> _Task to complete_:
Render the lines below as a JSON array of strings, one string per line, skipping any blank lines.

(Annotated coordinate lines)
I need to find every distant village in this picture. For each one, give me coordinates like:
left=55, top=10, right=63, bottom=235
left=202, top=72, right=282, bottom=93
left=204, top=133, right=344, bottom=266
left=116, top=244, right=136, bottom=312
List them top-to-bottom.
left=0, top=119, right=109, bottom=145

> _Full answer_:
[
  "I need to find every distant village in this picture. For each one, give me coordinates like:",
  "left=55, top=10, right=63, bottom=235",
  "left=202, top=72, right=282, bottom=93",
  "left=204, top=133, right=344, bottom=266",
  "left=116, top=244, right=136, bottom=312",
  "List them top-to-bottom.",
  "left=0, top=119, right=109, bottom=145"
]